RECORDS FOR PROCESSING —
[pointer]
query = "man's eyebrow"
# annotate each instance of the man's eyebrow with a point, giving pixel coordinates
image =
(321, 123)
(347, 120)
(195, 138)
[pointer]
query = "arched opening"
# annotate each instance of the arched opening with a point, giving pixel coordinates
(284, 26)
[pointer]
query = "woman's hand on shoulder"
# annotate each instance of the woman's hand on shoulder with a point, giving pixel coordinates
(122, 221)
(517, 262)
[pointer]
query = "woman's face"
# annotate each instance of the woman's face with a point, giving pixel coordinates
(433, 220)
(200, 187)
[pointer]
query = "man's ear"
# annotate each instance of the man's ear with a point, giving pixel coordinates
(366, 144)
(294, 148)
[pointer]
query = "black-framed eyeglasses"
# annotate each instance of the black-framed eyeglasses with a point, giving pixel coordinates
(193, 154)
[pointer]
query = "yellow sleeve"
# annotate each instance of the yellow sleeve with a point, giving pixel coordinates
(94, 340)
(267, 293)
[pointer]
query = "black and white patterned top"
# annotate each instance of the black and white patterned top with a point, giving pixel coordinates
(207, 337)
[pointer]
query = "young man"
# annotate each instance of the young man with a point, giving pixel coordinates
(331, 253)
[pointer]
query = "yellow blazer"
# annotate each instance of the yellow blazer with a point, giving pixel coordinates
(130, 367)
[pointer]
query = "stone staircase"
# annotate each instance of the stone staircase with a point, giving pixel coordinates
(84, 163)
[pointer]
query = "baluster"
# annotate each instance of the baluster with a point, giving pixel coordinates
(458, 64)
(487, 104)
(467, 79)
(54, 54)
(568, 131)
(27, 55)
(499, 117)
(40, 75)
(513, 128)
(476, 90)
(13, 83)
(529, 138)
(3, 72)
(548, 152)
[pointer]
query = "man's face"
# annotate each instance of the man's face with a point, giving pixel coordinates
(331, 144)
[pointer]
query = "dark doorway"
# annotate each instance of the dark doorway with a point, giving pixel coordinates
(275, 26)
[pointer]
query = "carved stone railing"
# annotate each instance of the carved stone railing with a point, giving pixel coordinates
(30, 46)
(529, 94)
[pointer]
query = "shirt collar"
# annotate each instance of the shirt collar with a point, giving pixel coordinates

WORK INSTRUCTION —
Starting at the line that contains "# annotate each instance of the carved", quote each remaining line of the entries above, unchanged.

RESPONSE BELOW —
# annotate each instance of the carved stone railing with a point, giving pixel coordinates
(30, 46)
(529, 94)
[pointer]
query = "shirt collar"
# annotate each instance of the shirt collar with a point, giving pixel coordinates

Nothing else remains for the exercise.